# app pour transformer sa voix en direct pendant communication



## le20sur20 (31 Octobre 2012)

Bonjour, je cherche une app pour transformer ma voix en direct pendant une communication comme ça  à 0:07:37 : 

[YOUTUBE]https://www.youtube.com/watch?v=LFidAUrABNM[/YOUTUBE]

là c'est la voix de tueur mais ça peu très bien être des voix totalement différentes ...

sinon s'il y a une app équivalente sur mac, je suis aussi prenneur

le lien de la video si la video integrée ne fonctionne pas https://www.youtube.com/watch?v=LFidAUrABNM 

elle n'a pas l'air de fonctionné (intégrée au forum) si qqun a une explicaion au passage....
https://www.youtube.com/watch?v=LFidAUrABNM


----------



## le20sur20 (1 Novembre 2012)

il y a bien "changevoice" ou "voicechange"  mais 2 problemes:
- je crois qu'il faut etre jailbreaké (ce qui n'est pas mon cas)
- et SURTOUT la communication est hors de prix avec cette app

donc si vous en connaissez d'autres .... merci !

nobody?

repondez svp :-( snif


----------

• [Extraits des lignes]
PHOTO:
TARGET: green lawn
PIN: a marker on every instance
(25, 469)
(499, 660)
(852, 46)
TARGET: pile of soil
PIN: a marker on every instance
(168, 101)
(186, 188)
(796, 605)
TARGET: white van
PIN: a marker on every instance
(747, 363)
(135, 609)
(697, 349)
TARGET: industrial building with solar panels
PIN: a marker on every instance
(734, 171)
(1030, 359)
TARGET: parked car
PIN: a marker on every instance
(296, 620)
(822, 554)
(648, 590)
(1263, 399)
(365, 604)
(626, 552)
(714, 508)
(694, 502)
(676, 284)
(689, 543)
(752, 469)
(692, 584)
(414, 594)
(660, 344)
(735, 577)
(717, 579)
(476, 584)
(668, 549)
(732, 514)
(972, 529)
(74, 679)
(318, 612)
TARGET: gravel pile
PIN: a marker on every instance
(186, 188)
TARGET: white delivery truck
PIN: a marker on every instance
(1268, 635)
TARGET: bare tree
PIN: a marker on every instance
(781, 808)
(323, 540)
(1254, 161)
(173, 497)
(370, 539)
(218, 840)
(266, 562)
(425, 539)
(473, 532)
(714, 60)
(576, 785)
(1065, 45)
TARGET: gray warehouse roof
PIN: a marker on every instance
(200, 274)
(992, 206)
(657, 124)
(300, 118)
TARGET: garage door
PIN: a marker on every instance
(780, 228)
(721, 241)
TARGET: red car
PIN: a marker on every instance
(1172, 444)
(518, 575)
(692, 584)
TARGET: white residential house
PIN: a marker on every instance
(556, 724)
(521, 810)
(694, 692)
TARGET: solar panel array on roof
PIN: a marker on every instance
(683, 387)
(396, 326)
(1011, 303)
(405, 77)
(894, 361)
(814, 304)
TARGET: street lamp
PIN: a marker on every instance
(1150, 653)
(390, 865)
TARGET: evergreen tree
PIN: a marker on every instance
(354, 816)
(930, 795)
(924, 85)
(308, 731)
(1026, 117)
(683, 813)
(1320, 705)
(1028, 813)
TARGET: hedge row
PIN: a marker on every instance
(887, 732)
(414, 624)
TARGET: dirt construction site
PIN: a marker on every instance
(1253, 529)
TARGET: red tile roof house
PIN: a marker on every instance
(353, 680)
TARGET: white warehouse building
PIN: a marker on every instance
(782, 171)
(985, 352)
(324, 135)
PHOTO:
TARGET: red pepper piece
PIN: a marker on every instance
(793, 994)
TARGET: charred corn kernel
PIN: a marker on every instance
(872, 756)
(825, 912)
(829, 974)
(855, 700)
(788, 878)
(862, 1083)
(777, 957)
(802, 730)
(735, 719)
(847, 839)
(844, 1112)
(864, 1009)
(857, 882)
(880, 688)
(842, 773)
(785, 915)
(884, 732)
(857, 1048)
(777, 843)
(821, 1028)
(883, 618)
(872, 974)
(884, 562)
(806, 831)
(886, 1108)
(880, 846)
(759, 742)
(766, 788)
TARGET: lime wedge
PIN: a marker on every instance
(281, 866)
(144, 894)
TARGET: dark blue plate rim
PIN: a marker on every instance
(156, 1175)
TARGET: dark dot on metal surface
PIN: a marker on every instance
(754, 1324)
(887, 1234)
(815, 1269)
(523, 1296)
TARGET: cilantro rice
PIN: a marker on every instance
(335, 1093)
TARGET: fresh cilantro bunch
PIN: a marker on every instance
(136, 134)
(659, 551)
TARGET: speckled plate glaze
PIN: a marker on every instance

• [Tâches à réaliser]
(A) D'après le fil, à quel moment de la vidéo peut-on entendre l'exemple de voix transformée ?
(B) Renvoyez le passage du fil qui va de « Bonjour, je cherche » jusqu'à « explicaion au passage.... ».
Les lignes proviennent d'une source différente de celle du fil.

• [Solutions des tâches]
(A) À 0:07:37.

(B)
Bonjour, je cherche une app pour transformer ma voix en direct pendant une communication comme ça  à 0:07:37 : 

[YOUTUBE]https://www.youtube.com/watch?v=LFidAUrABNM[/YOUTUBE]

là c'est la voix de tueur mais ça peu très bien être des voix totalement différentes ...

sinon s'il y a une app équivalente sur mac, je suis aussi prenneur

le lien de la video si la video integrée ne fonctionne pas https://www.youtube.com/watch?v=LFidAUrABNM 

elle n'a pas l'air de fonctionné (intégrée au forum) si qqun a une explicaion au passage....